▶ _Extrait choisi_:
Bedford-Stuyvesant, quartier majoritairement noir de Brooklyn, fait partie, avec Harlem à Manhattan et plusieurs parties du Queens et du Bronx, de ces quartiers new-yorkais où les violences flambent depuis juin.

A deux rues du parc où est mort le bébé, un homme de 62 ans a été tué fin août après avoir été pourchassé jusque dans une église, où il travaillait comme gardien. Le lendemain, un autre jeune qui passait par là recevait une balle dans le ventre.

« Avec les fusillades, le parc s’est vidé, les enfants ont peur de sortir et de s’amuser », déplore M. Gardner. 

Vendeur devenu chômeur avec la pandémie, il a célébré malgré tout, samedi dernier, ce qui devait être le deuxième anniversaire de son fils. Dans un autre parc du quartier, il avait apporté un gâteau d’anniversaire et invité des proches, des policiers, et des jeunes de l’association municipale de prévention de la violence SOS (« Save our Streets », « Sauvez nos rues »), illustrant sa volonté d’unir leurs forces face aux fusillades.

– Concours de circonstances inédit – 

Entre mai et août, New York a enregistré 180 homicides, 51% de plus que sur la même période de 2019, et près de 800 fusillades (+140%).

▶ _Données de l'exercice_:
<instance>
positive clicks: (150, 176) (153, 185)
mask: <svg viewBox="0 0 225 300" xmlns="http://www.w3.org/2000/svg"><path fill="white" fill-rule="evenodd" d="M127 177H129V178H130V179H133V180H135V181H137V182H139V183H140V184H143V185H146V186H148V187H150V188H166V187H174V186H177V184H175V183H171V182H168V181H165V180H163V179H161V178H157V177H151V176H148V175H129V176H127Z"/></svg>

▶ _Consigne_: Traduisez en anglais cette phrase de l'extrait sur les violences à New York : « Entre mai et août, New York a enregistré 180 homicides, 51% de plus que sur la même période de 2019, et près de 800 fusillades (+140%). » Les lignes ne sont d'aucune utilité pour ce travail.

▶ _Réponse rédigée_: Between May and August, New York recorded 180 homicides, 51% more than in the same period of 2019, and nearly 800 shootings (+140%).